## [AIM OF THE TASK]
Extract each line below that contains the word "boat", matching case exactly.

## [Location labeling records]

○ ○ ○ ○ ○ ○ ○

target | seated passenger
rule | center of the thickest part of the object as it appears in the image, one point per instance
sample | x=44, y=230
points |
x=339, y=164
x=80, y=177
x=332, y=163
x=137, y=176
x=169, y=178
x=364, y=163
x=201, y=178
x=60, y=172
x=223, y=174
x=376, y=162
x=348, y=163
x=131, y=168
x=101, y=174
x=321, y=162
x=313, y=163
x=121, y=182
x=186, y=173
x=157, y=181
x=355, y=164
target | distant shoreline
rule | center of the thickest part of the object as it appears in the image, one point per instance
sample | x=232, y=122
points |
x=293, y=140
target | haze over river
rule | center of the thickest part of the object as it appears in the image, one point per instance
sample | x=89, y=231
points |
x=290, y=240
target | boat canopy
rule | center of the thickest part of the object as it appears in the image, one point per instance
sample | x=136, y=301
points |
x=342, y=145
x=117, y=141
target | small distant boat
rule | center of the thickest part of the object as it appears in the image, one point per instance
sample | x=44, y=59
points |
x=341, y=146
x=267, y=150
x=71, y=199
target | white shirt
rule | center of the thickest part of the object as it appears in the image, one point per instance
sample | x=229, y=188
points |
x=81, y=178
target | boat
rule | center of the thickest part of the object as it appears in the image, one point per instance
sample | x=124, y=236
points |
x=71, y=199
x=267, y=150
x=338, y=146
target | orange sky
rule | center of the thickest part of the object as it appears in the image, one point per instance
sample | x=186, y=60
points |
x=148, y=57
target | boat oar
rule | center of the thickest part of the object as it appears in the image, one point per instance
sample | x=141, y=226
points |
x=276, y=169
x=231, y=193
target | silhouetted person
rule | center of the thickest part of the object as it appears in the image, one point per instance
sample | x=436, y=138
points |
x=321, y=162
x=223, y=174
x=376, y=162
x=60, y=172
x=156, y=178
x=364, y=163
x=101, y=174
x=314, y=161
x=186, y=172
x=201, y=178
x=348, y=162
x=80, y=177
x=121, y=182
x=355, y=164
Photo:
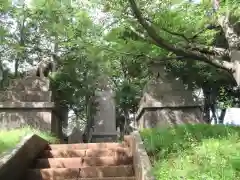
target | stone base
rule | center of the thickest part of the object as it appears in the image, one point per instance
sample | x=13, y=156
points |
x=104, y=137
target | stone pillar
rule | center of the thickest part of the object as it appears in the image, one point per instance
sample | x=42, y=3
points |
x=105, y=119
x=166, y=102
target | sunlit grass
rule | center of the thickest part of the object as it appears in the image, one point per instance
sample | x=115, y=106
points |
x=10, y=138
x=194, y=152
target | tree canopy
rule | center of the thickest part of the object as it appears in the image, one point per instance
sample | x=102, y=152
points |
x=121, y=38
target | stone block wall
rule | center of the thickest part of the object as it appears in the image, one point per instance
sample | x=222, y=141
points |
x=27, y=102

○ ○ ○ ○ ○ ○ ○

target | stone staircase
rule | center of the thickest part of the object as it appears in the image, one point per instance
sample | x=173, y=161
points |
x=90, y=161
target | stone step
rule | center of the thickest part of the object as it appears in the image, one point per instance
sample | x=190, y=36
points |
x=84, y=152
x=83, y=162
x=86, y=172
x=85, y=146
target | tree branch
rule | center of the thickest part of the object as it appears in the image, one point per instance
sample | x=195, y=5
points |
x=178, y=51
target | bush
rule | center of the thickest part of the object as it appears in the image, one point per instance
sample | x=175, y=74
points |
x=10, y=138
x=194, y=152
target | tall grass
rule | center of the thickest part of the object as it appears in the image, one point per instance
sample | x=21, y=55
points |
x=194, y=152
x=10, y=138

○ ○ ○ ○ ○ ○ ○

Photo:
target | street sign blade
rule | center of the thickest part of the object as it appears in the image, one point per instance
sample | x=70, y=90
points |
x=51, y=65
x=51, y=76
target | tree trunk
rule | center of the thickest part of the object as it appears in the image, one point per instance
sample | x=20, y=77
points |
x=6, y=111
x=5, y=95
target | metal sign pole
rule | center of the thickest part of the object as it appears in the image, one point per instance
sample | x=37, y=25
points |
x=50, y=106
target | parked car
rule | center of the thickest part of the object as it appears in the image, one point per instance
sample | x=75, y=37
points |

○ ○ ○ ○ ○ ○ ○

## [THE OUTPUT]
target | boat canopy
target | small distant boat
target | boat
target | boat oar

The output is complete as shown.